### What is asked
Rewrite all the rows below as a numbered list, skipping blank lines and leaving out the pictures.

### Records provided

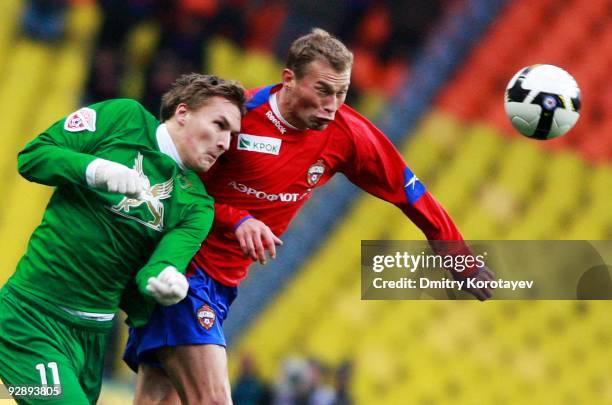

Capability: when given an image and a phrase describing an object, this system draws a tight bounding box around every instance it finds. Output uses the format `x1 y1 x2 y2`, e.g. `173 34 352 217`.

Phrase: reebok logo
238 134 282 155
266 110 287 134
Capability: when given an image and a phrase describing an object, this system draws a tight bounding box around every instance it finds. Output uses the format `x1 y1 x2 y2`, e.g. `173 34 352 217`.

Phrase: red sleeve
215 203 253 232
341 111 478 276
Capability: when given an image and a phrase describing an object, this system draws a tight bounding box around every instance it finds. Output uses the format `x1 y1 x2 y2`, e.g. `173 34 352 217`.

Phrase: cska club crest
198 305 217 330
306 159 325 186
64 107 96 132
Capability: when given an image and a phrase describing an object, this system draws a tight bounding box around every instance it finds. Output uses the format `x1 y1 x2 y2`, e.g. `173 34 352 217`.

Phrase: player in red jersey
125 29 493 403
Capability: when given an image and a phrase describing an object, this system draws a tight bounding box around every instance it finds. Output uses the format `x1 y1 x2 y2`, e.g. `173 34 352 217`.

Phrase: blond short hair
159 73 246 122
286 28 353 79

### Task result
1. Capability: when given an image and a phrase describing an object, this system draws a tight bounding box around every instance it finds. Output uses the format `x1 y1 x2 y2`, e.g. `173 34 352 217`.
2. Phrase: reebok logo
3. 238 134 282 155
4. 266 110 287 134
5. Capability: when given an image and a phrase describing an object, this system draws a tight bounding box around every instance it finds. Output uses the format `x1 y1 x2 y2`, e.g. `173 34 352 217`.
6. Phrase: red sleeve
7. 215 203 253 232
8. 341 111 478 276
9. Capability: when given an image and a phrase describing an object, this system draws a tight bounding box around every instance it finds. Output uses the format `x1 y1 x2 y2`, e.g. `173 34 352 217`.
10. Phrase: cska club crest
11. 198 305 217 330
12. 306 159 325 186
13. 64 107 96 132
14. Capability: when given an image and a phrase describing an object, this system draws a tight bounding box around every instance it finds. Output uses the format `x1 y1 x2 y2`, e.g. `173 34 352 217`.
15. Phrase: player in red jersey
16. 125 29 493 403
17. Capability: when given an image and a phrase describing an object, this system draws a tight bounding box around every instance it finds. Output uses the format `x1 y1 x2 y2`, e.g. `173 34 352 217`.
18. Phrase: blond short hair
19. 159 73 246 122
20. 286 28 353 79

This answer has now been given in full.